Fragmento de página
_ _ _ _

Humano, demasiado humano
Depardieu y toda su corpulenta humanidad pueden ser un buen motivo para disfrutar esta película de Jean Becker. Ver desplegada tanta vida en la pantalla tiene su encanto. ¿Cómo no querer a Germain, un cincuentón casi analfabeto, impulsivo, torpe, gracioso y bonachón? El personaje que compone el veterano actor francés es una delicia. Lo vemos activo en un mundo bastante cruel, con su madre al borde de la locura, en la cantina con los amigos desplegando una serie de rituales machistas, trabajando de lo que puede y con una joven novia que lo sigue con su ómnibus por todas partes. En esos pocos instantes, donde busca la paz en un banco de plaza y cuenta palomas, conoce casualmente a Margueritte (Gisele Casadeus), una entrañable anciana con quien mantendrá encuentros seguidos para escuchar las historias que lee.
El punto de partida es tentador pero difícil de sostener si no se confía plenamente en la calidez de los personajes, y lo que Becker elige es complementar la potencia expresiva de ambos con momentos cotidianos de Germain (que funcionan bien) y con algunos flashbacks bastante feos (que funcionan muy mal) donde asistimos a recursos psicoanalíticos muy básicos para explicar obviedades. Esta necesidad de redundar en información por sobre lo que las imágenes muestran, tendrá dos momentos incómodos: uno, mientras la anciana lee un pasaje de La peste de Camus referido a las ratas que se mezclan entre los humanos para ir a morir. La voz de Margueritte es persuasiva y el rostro de su interlocutor lo dice todo, sin embargo, el director decide ilustrar las palabras con un arsenal de roedores, como si no confiara en el poder de ese semblante. Toda la humanidad de los personajes se ve relegada, al subestimar al espectador. El otro, verá su corolario en la voz de Depardieu mientras corren los títulos finales, explicando poéticamente escenas que ya vimos. Sin duda, los flasbacks y las voces en off son dos recursos cinematográficos tradicionalmente peligrosos, y esta película lo confirma.
Por el contrario, los momentos destacables son aquellos donde, cámara en mano, el director sigue la rutina de Germain , con sus filosas frases y su preciosa ingenuidad, sus miradas tristes y sus pequeñas transgresiones, como escribir su nombre en un monumento público.
Desparejo también es el modo en que se insertan los diálogos. En ocasiones, fluyen naturalmente por la gracia interpretativa de los actores; en otros tramos, caen en la grandilocuencia del didactismo, de la literatura ocupando el lugar del cine, con cierto aire a películas como El cartero, esto es, el personaje común y corriente que aprende del letrado. Además, se notan los típicos latiguillos de guión que hacen a la construcción de los personajes y a su evolución (cuando las cosas van bien, Germain emboca el dardo en el centro del tablero frente a la sorpresa de sus amigos) como a forzar los encuentros (a ella justo se le cae el libro que dará el puntapié a las conversaciones).
No exenta de emociones y ráfagas sutiles de humor, Mis tardes con Marguerite se debate entre estos dos polos, a saber, la humanidad de sus criaturas y la caída en los lugares comunes. El final es un ejemplo más de cómo se puede caer en concesiones, donde el cine se aleja de la vida y se acerca a un mundo moral de ilusiones. Cada cual sabrá con qué quedarse.

_ _ _ _

Registros contenidos en un conjunto de datos
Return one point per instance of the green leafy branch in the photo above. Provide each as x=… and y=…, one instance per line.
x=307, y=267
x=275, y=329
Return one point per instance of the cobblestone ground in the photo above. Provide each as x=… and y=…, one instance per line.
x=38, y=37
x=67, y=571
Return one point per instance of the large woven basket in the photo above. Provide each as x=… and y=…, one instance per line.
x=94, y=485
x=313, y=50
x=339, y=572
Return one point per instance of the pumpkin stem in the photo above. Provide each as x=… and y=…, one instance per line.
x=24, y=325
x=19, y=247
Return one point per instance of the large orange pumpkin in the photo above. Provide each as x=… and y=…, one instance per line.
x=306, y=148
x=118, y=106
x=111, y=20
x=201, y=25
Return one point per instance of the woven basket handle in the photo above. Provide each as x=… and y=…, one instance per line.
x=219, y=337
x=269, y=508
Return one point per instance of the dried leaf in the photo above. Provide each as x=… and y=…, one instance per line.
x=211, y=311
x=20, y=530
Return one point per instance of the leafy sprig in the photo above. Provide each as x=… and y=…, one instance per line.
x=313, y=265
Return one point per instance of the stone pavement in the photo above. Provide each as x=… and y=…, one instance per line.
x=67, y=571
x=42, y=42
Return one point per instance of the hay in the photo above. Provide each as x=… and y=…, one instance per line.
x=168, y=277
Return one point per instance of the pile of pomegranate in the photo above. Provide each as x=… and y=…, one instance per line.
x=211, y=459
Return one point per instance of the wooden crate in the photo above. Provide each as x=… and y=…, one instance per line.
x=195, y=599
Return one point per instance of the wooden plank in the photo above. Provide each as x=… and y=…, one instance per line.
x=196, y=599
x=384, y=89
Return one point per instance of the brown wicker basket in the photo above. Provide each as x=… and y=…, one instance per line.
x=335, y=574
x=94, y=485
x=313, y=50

_ _ _ _

Según la reseña, ¿por qué es un error que el director ilustre con roedores el pasaje de La peste que lee Margueritte? Responde en una a tres oraciones. Los datos no hacen falta para resolver esto.

Respuesta final
La voz de Margueritte ya es persuasiva y el rostro de quien la escucha lo dice todo, así que las ratas revelan que el director no confía en el poder de ese semblante. Con ello, la humanidad de los personajes queda relegada y se subestima al espectador.